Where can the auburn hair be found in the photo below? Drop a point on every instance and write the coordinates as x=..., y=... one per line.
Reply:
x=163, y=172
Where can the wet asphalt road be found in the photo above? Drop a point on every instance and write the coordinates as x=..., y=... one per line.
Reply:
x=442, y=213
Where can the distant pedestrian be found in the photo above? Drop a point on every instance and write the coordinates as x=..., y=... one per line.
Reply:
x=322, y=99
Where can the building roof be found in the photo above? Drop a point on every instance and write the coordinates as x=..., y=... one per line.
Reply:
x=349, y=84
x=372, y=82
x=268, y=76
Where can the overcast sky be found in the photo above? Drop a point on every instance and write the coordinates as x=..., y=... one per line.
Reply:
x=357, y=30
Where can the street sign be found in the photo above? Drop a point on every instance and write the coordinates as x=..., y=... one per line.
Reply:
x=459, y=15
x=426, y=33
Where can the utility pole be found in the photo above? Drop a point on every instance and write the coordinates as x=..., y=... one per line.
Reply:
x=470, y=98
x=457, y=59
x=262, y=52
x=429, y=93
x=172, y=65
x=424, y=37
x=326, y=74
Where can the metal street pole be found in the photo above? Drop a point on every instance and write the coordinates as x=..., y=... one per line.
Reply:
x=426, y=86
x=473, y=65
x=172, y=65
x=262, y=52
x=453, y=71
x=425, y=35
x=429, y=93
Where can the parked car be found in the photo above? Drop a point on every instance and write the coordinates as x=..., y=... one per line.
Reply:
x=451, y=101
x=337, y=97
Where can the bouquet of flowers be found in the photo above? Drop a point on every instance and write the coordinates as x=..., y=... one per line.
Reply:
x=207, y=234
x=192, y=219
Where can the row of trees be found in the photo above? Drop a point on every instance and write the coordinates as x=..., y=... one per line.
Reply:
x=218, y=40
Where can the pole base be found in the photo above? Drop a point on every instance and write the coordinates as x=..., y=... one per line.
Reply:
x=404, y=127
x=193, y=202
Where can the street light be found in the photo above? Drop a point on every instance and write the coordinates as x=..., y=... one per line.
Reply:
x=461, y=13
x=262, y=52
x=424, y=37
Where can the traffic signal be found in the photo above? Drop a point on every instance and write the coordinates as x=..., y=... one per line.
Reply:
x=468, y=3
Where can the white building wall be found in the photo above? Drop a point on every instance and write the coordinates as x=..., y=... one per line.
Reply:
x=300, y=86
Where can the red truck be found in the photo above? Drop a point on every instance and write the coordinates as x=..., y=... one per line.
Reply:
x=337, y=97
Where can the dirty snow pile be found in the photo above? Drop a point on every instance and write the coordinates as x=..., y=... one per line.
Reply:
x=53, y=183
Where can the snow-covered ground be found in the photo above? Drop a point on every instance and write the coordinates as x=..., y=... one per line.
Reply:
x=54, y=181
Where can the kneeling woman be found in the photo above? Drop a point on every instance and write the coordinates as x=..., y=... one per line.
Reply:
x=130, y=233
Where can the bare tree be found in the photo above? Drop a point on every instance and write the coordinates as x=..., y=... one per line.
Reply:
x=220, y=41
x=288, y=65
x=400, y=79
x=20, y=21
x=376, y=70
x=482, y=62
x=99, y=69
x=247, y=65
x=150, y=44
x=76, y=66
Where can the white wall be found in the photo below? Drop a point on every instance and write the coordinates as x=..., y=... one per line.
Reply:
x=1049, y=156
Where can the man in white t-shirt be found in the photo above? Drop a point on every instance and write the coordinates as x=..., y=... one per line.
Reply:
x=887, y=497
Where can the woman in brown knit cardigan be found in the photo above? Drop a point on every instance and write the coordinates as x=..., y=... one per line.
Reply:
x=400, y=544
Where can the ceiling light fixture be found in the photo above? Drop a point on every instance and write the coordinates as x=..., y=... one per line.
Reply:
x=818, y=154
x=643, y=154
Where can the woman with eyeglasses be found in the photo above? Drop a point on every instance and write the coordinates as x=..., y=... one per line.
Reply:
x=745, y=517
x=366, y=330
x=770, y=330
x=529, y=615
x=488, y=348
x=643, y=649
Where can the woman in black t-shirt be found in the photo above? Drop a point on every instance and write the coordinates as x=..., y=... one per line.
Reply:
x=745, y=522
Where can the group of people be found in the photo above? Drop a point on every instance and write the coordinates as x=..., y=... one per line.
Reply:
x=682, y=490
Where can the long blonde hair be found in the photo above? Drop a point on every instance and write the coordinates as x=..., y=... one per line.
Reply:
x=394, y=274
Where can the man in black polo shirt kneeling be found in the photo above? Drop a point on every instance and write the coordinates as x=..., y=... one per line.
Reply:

= = = =

*Goal of the exercise:*
Reproduce the material above exactly, beginning at its first line and ending with the line that holds "Where can the street light". Include nothing else.

*Written answer:*
Where can the auburn hair be found in the photo below? Drop a point on every instance and write the coordinates as x=..., y=... one per line.
Reply:
x=163, y=172
Where can the wet asphalt road be found in the photo above? Drop a point on every instance and write the coordinates as x=..., y=... one per line.
Reply:
x=442, y=213
Where can the distant pedestrian be found in the photo above? Drop a point on every instance and write the coordinates as x=..., y=... one per line.
Reply:
x=322, y=99
Where can the building roof be found in the photo above? Drop a point on every instance and write the coordinates as x=..., y=... one per line.
Reply:
x=349, y=84
x=372, y=82
x=268, y=76
Where can the overcast sky be found in the photo above? Drop a point on every instance and write the coordinates as x=..., y=... one per line.
Reply:
x=357, y=30
Where can the street sign be found in the photo above? Drop a point on every instance and write the coordinates as x=..., y=... one per line.
Reply:
x=459, y=15
x=426, y=33
Where can the utility pole be found in the photo above? Drop a point on every instance and write the coordinates as x=..., y=... one per line.
Reply:
x=470, y=98
x=457, y=59
x=262, y=52
x=429, y=93
x=172, y=65
x=424, y=37
x=326, y=74
Where can the metal street pole be found in the photo above? Drop a point on every instance and write the coordinates as x=..., y=... one per line.
Reply:
x=426, y=86
x=473, y=65
x=172, y=65
x=262, y=52
x=453, y=71
x=425, y=35
x=429, y=93
Where can the parked car be found in the photo above? Drop a point on every instance and write the coordinates as x=..., y=... one per line.
Reply:
x=451, y=101
x=337, y=97
Where can the bouquet of flowers be found in the photo above? Drop a point on every instance and write the coordinates as x=..., y=... one per line.
Reply:
x=207, y=234
x=192, y=219
Where can the row of trees be found in the photo above? Drop a point on every instance and write the coordinates as x=..., y=... one per line.
Reply:
x=218, y=40
Where can the pole base be found in the photo above? Drop a point on every instance and write the coordinates as x=..., y=... one per line.
Reply:
x=404, y=127
x=193, y=202
Where can the street light be found in the photo above? Drop a point on every instance and write the coordinates as x=..., y=... one per line.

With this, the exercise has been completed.